**EXERCISE MATERIAL**
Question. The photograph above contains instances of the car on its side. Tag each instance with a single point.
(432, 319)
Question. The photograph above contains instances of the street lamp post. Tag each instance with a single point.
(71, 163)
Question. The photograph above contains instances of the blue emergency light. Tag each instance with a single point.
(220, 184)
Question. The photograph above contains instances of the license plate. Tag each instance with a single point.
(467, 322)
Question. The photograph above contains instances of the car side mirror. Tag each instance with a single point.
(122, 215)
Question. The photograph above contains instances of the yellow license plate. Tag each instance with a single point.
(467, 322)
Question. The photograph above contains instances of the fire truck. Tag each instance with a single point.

**PROBLEM**
The required result is an exact repeat of the records above from the line containing "mirror. Tag each instance with a single point." to their final line.

**EXERCISE RESULT**
Question. The photograph above contains instances of the car side mirror. Tag each instance with a single point.
(122, 215)
Question. The photograph above contains instances of the yellow license plate. Tag each instance with a single point.
(467, 322)
Question. The photograph above contains instances of the fire truck. Tag each instance with a single point.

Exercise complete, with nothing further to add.